GIVEN DATA START

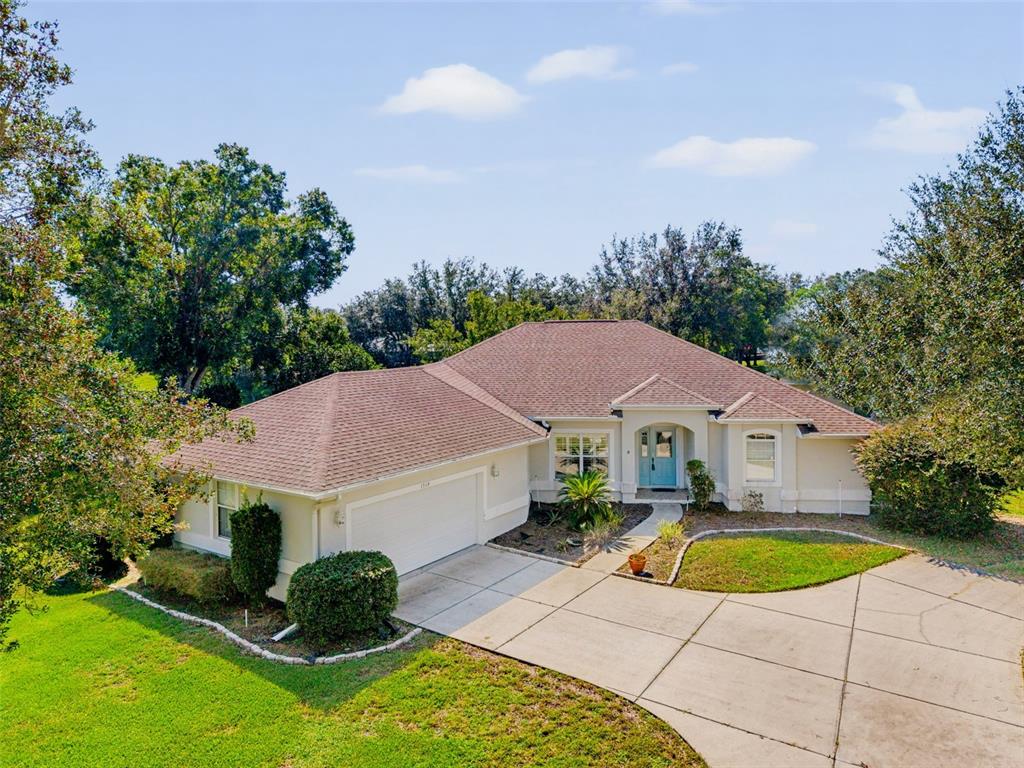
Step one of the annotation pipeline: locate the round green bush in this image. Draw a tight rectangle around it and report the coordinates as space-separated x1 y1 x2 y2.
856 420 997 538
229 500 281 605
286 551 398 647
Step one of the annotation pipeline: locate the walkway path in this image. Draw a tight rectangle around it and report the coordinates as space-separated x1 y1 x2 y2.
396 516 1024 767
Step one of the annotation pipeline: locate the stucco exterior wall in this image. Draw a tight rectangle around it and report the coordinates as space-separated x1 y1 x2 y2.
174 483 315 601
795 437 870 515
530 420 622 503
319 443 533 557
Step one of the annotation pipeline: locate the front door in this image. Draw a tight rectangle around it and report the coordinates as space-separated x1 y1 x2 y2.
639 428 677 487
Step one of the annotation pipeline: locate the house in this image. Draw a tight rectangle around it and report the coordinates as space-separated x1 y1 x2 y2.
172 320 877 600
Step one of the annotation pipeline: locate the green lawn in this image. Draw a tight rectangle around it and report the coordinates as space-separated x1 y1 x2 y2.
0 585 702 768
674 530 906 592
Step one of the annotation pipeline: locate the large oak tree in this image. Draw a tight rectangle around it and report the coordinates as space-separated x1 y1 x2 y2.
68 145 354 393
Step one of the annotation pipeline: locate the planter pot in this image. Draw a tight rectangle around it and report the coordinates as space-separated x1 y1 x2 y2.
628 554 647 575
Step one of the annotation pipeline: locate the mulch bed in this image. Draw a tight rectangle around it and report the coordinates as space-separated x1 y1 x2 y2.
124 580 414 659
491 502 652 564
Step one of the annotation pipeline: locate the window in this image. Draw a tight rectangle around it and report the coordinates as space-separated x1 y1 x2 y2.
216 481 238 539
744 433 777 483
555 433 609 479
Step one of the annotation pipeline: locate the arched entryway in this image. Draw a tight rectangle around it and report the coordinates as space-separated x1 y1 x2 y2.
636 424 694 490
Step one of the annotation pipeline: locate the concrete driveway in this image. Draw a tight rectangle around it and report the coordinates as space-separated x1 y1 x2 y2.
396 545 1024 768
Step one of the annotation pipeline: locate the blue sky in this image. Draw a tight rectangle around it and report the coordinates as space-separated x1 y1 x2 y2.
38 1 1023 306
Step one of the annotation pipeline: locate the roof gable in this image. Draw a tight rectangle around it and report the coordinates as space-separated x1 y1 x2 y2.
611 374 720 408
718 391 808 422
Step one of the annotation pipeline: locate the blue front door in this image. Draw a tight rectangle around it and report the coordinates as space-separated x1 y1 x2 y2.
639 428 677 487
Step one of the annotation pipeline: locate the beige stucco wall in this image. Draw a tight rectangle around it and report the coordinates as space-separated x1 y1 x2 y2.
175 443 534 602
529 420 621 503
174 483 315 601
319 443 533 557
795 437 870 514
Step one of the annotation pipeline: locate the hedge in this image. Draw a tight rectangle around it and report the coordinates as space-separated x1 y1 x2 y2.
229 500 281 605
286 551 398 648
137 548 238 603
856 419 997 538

GIVEN DATA END

Exact reproduction of the entries above is what's needed; images stay out.

• FINISHED TASK:
Step one of the annotation pipeline: locate the round green bush in this image. Draw a tight rectangle around it and report the coordinates as space-separated x1 y1 x2 y2.
856 420 997 538
229 500 281 605
286 551 398 647
Step one of the annotation pipeline: locate the walkway path in this image. Draw a tight rectangle around it and report the coordinates as space-separated x1 y1 x2 y2.
396 516 1024 767
Step one of the annotation pipeline: locate the stucco exterior wall in this image. Draw a tight rectangle around it and report the coordinates as space-separated x1 y1 x2 y2.
174 483 315 601
795 437 870 515
530 420 622 503
319 443 533 557
Step one of the annotation pipeline: locate the front door in this image. Draw a tight rectangle around it and report the coordinates as space-separated x1 y1 x2 y2.
639 428 677 487
Step one of the annotation pipeline: locate the house in this image. Draw a tight rectangle around it and report the coordinates as space-separated x1 y1 x2 y2.
172 320 877 600
Step one of the annotation pipeline: locate the green lawn in this image. Draw a tight rectangle around it and report the coordinates as space-separated x1 y1 x2 y2.
0 585 702 768
674 530 906 592
Step one of the annotation pipeline: locate the large oak tree in this image. Draw a tight rectangle around it and report the coordinates as space-separated x1 y1 x2 y2.
68 145 354 393
Step one of the annotation pipeline: locate the planter pot in this image. Draw a tight rectangle around it and report the coordinates as space-separated x1 y1 x2 y2.
628 554 647 575
Step one of the annotation pipeline: locate the mulch bed in this image. Draw a tight rectangle around it and report the coordinates as space-separated x1 y1 x2 y2.
124 580 414 659
491 502 652 564
Step one of the annotation pipeline: locate the window in this image. Draw a tight rectangle around it and report the coordinates as space-separated x1 y1 x2 y2.
216 481 238 539
744 433 777 483
555 433 609 479
Step one of the annotation pipeline: locate the arched entryway in this image. Draw a tight rectangle around it and report the coordinates as space-separated x1 y1 x2 y2.
636 424 694 490
Step one of the annotation pipeline: locate the concrete driveway in this image. Draw a tight rectangle around it and report the coordinates as space-separated x1 y1 x2 y2.
396 545 1024 768
Step one of the annotation pipeline: locate the blue sky in this image. Draw a tight rectangle around it and report the coordinates as space-separated x1 y1 x2 y2.
38 1 1023 306
Step one of the annotation pipeline: locate the roof gable in this image. Draw a tight rectangle around it and report the coordinates as space-separated x1 y1 x2 y2.
611 374 720 408
718 391 808 422
Step one of the annotation pipeline: locate the blue front door in this image. Draw a tight rectangle around it and report the coordinates as space-separated x1 y1 x2 y2.
639 428 677 487
Step one of the annotation pipeline: locate the beige stucco wall in this image. Draw a tight rectangle around it and report the coordinates as space-separated x1 y1 x2 y2.
175 443 534 602
529 420 621 503
174 483 315 601
319 443 533 557
795 437 870 514
Step one of the annotation pipeline: locate the hedge in this image. Draw a tight rectangle around it and report the coordinates as space-separated x1 y1 x2 y2.
229 500 281 605
286 551 398 648
137 548 238 603
856 419 997 538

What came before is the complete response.